BEGIN DATA SHOWN

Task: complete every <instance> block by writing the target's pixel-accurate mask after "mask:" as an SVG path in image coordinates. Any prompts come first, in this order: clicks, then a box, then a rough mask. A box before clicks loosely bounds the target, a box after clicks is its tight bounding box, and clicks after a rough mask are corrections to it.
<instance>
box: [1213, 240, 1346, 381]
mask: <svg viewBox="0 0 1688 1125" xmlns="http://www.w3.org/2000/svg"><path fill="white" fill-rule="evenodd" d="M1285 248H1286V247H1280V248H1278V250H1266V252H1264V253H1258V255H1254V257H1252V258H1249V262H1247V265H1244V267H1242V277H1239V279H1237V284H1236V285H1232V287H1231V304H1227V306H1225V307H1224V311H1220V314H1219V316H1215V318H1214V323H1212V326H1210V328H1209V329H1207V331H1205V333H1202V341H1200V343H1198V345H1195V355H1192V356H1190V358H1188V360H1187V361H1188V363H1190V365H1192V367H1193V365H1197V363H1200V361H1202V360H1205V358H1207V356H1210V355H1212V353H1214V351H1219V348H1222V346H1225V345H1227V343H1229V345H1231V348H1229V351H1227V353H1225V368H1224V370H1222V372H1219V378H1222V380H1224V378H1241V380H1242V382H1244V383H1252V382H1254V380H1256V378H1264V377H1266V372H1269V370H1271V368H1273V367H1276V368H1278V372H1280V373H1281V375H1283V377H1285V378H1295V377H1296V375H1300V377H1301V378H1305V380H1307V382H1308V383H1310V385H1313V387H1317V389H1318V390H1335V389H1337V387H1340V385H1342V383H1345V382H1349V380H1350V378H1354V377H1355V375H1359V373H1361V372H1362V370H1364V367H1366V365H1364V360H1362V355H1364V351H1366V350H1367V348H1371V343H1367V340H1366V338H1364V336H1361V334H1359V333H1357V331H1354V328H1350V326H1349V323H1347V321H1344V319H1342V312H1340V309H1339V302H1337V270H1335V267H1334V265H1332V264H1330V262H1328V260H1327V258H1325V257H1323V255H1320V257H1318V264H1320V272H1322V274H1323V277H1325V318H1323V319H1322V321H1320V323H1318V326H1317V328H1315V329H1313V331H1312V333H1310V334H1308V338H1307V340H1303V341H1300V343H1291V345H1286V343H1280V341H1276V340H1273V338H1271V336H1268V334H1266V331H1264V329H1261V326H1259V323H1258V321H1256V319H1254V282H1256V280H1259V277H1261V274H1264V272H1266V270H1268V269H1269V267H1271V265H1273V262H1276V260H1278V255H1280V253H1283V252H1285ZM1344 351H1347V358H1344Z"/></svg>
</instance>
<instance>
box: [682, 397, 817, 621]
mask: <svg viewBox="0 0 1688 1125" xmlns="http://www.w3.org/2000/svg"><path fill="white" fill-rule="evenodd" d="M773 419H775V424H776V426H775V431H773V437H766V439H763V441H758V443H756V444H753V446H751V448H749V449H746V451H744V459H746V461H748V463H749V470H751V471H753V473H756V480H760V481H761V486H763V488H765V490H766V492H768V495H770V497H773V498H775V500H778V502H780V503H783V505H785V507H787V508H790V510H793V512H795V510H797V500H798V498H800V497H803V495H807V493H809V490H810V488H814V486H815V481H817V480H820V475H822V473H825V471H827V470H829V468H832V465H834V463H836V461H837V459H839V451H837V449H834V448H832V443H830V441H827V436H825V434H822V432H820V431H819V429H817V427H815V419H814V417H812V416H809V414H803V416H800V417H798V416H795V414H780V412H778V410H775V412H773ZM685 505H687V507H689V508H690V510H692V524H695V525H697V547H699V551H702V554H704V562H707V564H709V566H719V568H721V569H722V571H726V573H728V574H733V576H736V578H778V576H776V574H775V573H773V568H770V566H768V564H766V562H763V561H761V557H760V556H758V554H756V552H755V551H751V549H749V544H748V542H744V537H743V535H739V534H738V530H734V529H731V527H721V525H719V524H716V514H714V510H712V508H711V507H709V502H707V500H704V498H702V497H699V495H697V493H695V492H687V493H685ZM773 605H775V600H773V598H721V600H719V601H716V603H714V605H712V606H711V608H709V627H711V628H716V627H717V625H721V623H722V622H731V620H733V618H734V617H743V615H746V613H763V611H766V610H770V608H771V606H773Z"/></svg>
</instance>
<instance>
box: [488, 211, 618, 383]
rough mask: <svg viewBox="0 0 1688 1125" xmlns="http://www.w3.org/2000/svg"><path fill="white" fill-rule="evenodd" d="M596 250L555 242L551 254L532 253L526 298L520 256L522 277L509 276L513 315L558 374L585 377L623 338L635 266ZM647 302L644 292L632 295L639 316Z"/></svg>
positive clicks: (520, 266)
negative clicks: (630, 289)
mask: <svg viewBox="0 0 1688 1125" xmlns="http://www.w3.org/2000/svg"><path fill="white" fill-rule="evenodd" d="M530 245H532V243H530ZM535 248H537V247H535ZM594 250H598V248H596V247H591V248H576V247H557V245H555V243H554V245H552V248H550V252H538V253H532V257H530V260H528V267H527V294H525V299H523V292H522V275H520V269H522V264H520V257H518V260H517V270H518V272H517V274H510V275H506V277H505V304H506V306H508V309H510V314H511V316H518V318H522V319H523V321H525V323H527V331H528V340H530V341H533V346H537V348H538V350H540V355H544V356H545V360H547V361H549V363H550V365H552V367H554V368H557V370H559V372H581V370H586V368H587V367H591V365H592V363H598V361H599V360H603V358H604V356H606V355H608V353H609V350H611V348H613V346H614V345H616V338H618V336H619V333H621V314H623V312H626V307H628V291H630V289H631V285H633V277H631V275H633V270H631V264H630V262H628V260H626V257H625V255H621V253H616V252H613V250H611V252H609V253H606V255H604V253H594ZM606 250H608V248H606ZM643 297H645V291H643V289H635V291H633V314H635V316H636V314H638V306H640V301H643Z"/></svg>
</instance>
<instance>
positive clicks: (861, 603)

END DATA SHOWN

> [DIRECTIONS FOR THIS TASK] What lines in the data include the string "rough"? Copy each one.

> [RESULT OF THIS TASK]
Task: complete every <instance> block by writing the target's pixel-accurate mask after "mask:" as an SVG path in image coordinates. Any prompts come first, in this order: clicks, then a box, then a rough mask. A box before clicks loosely bounds the target, a box after clicks is its tight bounding box, and clicks after a rough mask are corrections to it.
rough mask: <svg viewBox="0 0 1688 1125" xmlns="http://www.w3.org/2000/svg"><path fill="white" fill-rule="evenodd" d="M596 250L555 242L551 254L532 253L526 298L520 256L522 277L509 276L513 315L558 374L585 377L623 338L635 266ZM647 302L644 292L632 295L639 316Z"/></svg>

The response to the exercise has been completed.